ACTIVITY
Report each line of the data that has "water" somewhere in it.

ENTRIES SUPPLIED
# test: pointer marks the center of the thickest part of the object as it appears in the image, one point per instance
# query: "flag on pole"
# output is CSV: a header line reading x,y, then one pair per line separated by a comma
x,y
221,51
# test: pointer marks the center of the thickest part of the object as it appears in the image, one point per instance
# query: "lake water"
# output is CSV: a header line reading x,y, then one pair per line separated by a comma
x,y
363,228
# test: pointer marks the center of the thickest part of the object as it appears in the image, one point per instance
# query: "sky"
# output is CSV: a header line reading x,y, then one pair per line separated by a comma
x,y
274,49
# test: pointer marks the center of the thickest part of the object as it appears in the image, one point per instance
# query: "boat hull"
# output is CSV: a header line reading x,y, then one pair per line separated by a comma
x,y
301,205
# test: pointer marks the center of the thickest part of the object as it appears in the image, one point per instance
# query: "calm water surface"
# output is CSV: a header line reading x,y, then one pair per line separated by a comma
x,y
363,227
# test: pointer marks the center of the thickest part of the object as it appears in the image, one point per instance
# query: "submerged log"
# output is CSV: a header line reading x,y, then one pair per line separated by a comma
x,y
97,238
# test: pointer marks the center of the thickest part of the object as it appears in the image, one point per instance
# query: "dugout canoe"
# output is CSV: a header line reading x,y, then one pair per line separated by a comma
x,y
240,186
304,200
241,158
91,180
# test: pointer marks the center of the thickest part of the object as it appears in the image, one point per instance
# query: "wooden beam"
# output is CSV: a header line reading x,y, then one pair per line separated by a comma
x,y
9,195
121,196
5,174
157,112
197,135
---
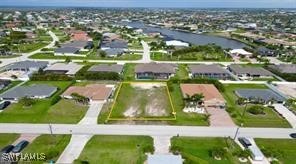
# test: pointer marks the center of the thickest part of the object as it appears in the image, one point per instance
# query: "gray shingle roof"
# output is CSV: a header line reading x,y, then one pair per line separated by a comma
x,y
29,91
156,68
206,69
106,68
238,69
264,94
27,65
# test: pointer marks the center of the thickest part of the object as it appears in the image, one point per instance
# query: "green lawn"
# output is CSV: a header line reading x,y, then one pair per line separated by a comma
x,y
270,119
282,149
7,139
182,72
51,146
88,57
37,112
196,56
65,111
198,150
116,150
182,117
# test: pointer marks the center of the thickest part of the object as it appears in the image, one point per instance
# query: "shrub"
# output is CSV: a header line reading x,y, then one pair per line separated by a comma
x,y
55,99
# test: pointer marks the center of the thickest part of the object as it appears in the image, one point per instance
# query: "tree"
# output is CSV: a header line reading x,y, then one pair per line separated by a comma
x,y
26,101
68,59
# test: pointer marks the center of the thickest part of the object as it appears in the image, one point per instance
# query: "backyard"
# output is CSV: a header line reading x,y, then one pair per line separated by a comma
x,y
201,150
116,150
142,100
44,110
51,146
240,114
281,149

ANSWER SECTION
# query: "lake water"
# query: "calm water surface"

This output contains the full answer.